Instructions to follow =>
Which lines in the records below contain the string "locomotive"? Return every such line in full, treating uppercase and lowercase as different.

Dataset records =>

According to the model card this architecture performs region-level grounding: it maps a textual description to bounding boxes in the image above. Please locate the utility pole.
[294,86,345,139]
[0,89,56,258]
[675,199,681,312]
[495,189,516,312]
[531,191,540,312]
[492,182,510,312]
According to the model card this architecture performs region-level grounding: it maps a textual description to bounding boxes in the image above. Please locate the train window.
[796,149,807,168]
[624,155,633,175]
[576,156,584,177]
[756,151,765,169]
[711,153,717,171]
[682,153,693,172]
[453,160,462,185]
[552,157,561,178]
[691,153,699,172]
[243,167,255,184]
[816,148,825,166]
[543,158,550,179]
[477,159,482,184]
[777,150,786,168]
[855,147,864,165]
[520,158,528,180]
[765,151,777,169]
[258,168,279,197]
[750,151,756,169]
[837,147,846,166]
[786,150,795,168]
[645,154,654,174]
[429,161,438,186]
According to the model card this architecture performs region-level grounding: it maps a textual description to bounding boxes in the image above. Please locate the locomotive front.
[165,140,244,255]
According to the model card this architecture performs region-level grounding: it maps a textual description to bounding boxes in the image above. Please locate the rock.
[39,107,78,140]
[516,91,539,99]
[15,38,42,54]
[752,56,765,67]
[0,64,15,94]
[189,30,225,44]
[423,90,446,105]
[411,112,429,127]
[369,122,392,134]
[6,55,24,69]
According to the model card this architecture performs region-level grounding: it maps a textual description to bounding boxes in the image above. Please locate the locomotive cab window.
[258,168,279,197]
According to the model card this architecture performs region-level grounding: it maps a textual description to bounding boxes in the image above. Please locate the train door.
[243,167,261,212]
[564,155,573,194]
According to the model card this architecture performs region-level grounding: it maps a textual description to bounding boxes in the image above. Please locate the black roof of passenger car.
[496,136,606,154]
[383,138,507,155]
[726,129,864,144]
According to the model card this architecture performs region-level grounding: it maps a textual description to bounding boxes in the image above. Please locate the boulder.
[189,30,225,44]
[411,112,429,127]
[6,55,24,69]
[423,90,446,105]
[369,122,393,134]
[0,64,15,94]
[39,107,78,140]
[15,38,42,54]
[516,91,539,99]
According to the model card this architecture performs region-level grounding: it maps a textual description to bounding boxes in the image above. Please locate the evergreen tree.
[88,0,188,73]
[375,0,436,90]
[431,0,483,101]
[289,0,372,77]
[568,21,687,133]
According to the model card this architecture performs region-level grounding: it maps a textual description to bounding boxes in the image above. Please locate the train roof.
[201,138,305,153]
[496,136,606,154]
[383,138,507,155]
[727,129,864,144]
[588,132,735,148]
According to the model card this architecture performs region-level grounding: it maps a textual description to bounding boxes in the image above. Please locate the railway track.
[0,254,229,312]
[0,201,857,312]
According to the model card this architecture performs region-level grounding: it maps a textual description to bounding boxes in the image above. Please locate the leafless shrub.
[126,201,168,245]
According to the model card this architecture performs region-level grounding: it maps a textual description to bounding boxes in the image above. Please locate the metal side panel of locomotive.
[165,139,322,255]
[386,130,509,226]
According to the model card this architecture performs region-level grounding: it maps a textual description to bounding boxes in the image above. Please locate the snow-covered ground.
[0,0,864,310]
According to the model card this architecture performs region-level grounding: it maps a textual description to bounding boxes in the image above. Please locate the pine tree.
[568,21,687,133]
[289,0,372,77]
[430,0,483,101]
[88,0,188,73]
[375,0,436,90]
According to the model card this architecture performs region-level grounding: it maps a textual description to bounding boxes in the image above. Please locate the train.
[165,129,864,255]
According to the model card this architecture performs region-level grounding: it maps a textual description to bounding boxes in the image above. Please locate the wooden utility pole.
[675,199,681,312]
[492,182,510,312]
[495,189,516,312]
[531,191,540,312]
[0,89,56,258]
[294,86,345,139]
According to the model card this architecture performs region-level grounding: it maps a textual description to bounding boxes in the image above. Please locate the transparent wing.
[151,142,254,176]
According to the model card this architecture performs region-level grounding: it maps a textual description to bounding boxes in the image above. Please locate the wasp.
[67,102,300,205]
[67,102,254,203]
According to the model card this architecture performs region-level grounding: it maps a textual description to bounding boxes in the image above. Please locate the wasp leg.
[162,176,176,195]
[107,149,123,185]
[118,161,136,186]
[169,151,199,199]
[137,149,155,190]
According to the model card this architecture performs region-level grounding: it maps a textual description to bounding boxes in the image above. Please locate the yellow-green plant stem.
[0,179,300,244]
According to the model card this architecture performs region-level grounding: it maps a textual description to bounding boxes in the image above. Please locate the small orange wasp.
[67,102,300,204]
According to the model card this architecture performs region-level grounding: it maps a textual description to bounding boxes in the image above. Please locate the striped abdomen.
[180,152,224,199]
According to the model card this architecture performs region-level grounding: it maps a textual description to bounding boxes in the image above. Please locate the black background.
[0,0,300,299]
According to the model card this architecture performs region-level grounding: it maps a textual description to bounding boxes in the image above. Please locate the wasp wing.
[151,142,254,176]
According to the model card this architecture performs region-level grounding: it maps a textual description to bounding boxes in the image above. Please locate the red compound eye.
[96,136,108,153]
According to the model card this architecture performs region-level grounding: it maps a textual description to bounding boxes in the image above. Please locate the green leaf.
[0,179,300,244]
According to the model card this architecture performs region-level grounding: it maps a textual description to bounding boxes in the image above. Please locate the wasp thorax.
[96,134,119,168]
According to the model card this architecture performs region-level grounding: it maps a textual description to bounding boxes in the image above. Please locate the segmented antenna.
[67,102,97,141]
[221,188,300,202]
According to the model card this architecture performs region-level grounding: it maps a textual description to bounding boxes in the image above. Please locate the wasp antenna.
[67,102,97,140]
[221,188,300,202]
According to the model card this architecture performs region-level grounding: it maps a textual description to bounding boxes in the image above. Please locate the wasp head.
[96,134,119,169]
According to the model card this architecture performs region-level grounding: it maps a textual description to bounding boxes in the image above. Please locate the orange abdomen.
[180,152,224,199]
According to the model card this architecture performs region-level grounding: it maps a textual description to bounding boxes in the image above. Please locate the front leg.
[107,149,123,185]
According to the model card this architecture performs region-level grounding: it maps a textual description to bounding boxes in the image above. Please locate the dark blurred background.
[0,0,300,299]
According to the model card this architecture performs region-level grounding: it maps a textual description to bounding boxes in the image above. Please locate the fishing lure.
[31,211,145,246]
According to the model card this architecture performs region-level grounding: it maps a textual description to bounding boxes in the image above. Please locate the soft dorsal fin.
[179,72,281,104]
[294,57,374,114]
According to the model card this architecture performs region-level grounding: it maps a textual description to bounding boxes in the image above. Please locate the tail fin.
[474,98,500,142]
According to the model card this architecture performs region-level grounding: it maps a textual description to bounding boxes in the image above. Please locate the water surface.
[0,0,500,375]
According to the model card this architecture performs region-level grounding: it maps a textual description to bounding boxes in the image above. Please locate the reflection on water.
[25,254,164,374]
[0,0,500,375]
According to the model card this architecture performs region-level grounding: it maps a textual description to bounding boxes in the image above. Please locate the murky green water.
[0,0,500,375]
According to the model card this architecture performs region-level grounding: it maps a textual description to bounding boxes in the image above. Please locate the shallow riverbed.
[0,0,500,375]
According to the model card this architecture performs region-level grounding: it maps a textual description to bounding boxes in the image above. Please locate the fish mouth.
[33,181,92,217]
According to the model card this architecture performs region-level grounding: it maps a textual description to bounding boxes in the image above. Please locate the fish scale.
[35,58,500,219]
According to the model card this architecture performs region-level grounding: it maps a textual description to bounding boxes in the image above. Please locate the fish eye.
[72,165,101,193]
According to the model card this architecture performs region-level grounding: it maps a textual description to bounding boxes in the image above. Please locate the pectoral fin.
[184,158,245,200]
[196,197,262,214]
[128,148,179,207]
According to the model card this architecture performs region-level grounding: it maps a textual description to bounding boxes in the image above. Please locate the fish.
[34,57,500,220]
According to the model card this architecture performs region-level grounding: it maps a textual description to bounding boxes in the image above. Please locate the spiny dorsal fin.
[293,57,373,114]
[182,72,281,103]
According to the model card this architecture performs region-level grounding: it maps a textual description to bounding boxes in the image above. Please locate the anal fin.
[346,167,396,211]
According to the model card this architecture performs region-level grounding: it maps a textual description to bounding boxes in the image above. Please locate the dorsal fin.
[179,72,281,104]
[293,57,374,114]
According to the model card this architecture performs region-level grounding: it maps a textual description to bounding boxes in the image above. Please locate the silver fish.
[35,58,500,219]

Output =>
According to the model card this architecture performs region-level grounding: it maps a textual description to bounding boxes in the image above. Please locate the locomotive front.
According to the model card this architecture performs region-level grounding: it maps a textual description to bounding boxes in the image above. Please locate the locomotive cab window.
According to the model card this architecture performs region-level grounding: it maps a textual description to bounding boxes in the image above. Please locate the metal side panel of locomotive.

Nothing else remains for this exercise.